* _WHAT IS REQUIRED_: Copy the listing below line for line, with no changes.
--- START RECORD EXTRACTS ---
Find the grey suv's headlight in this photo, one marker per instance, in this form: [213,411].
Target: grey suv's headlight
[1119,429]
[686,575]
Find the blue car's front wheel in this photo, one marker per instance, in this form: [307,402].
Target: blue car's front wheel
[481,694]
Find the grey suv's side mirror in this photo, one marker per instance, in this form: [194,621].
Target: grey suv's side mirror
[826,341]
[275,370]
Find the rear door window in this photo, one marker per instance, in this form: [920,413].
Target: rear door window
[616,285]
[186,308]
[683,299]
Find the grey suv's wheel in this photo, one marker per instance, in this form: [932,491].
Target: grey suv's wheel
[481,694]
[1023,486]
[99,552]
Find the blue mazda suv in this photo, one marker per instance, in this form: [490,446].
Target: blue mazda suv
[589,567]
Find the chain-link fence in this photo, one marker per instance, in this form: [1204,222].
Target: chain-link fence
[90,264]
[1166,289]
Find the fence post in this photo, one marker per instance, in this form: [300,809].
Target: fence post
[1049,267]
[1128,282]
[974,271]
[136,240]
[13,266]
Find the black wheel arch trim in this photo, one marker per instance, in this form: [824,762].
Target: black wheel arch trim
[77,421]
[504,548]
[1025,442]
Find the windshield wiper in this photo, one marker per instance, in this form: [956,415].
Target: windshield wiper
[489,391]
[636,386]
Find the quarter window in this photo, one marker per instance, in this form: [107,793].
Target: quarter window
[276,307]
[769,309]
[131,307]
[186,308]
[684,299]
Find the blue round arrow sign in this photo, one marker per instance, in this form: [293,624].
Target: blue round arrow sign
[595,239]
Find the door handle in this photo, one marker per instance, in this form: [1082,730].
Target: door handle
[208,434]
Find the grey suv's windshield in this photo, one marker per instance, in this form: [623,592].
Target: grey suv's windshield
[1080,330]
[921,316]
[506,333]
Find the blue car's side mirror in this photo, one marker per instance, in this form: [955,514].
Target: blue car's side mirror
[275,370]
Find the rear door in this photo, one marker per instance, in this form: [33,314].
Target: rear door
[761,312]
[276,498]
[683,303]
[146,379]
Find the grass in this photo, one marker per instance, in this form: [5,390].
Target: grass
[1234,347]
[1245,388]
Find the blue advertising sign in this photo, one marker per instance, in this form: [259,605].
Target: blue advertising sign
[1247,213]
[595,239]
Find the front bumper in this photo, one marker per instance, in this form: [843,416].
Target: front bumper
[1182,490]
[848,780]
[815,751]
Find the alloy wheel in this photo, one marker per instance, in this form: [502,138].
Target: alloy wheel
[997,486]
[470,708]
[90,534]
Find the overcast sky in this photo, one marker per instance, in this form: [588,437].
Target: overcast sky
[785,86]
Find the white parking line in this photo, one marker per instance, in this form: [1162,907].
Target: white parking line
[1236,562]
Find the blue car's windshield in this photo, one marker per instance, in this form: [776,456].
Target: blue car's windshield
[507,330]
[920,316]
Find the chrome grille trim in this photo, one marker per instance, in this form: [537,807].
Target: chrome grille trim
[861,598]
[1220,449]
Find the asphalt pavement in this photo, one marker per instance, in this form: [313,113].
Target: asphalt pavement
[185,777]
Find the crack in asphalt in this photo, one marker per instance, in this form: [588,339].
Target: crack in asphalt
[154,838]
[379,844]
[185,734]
--- END RECORD EXTRACTS ---
* _CORRECT RESULT_:
Find the grey suv's headlight in this photo, one marker per instance, in this form: [213,411].
Target: grey suv's headlight
[1119,429]
[686,575]
Find the blue car's front wheel in this photo, one marker per instance, in this form: [307,402].
Target: blue car's front wheel
[481,694]
Find the grey suv's side mirror in this photo, one marker per instance, in this form: [194,621].
Target: grey suv's side mirror
[826,341]
[275,370]
Find the rear door window in this photo, one marker per instance, in this form: [920,413].
Target: rear door window
[616,285]
[186,308]
[683,299]
Find the grey suv's wheel in this photo, one marker per instance, in this form: [932,491].
Target: grey suv's wheel
[481,694]
[1023,486]
[99,552]
Find the blue mazda suv in this photo, one marker per instance, in this form: [490,446].
Target: blue mazda suv
[589,567]
Find the chain-link fence in this photo, one marker per instance, in this form: [1204,222].
Target: chain-link fence
[90,264]
[1166,289]
Find the fence post in this photo, one marker per instance, in this form: [300,809].
Target: fence post
[1049,267]
[1128,282]
[974,271]
[136,240]
[13,266]
Find the black wheel arch trim in this photo, one marker per instance, in this form: [824,762].
Target: black wheel arch trim
[77,421]
[504,548]
[1025,442]
Find the windshield wiper in this photo, one marker per instance, in this form: [956,415].
Target: windshield wiper
[489,391]
[636,386]
Find the quarter window in this photo, one marker per instance, in this form: [107,793].
Target: quarter window
[276,307]
[769,309]
[131,307]
[186,308]
[684,299]
Find the blue round arrow sign in this photo, one marker per instance, in this form: [293,624].
Target: blue round arrow sign
[595,239]
Find the door handle in this photo, one marker per instance, in this form: [1082,730].
Target: door handle
[208,434]
Find the grey suv's windshield in this photo, one marker per instance, in this form: [623,592].
Target: grey suv's windshield
[1080,330]
[921,316]
[506,333]
Find the blue car's side mirror in this photo, one marker per instance, in this form: [955,514].
Target: blue car's side mirror
[275,370]
Find the rear door in this photo, one marker per instance, in this form: [33,314].
Target: rear door
[761,312]
[276,498]
[683,303]
[146,379]
Find the grass in this photo, one marker per instance, in this form: [5,390].
Target: grass
[1234,347]
[1245,388]
Find the blue advertising sign in this photo, one marker per instance, in this form: [259,605].
Target: blue advertising sign
[1247,213]
[595,239]
Find the front bumper in this photo, one marker per instance, in this form: [843,416].
Target: front bumper
[1182,490]
[848,780]
[815,751]
Find the alloy wheel in this photo, one marker per instance, in this form: [502,138].
Target: alloy wheel
[997,486]
[470,708]
[90,534]
Find the overcast sky in this photo, one marker per instance, in this form: [588,437].
Target: overcast sky
[785,86]
Find the white parking line in this photo, one marker per instance, in this form: [1162,907].
Target: white parking line
[1236,562]
Find the blue car's windshield in this photo, one marker per instance, in this form: [776,456].
Target: blue car's windshield
[507,330]
[920,316]
Find the chrome grille trim in this photo, one marker per instance, in this form: [537,807].
Target: chrome grille trim
[861,598]
[1220,449]
Find the asphalt pavement in this photo, one marker per instance, in this form: [313,113].
Target: asphalt pavement
[185,777]
Find the crack in asphalt in this photo, one marker per instance, in this form: [588,339].
Target: crack in asphalt
[154,838]
[379,844]
[185,734]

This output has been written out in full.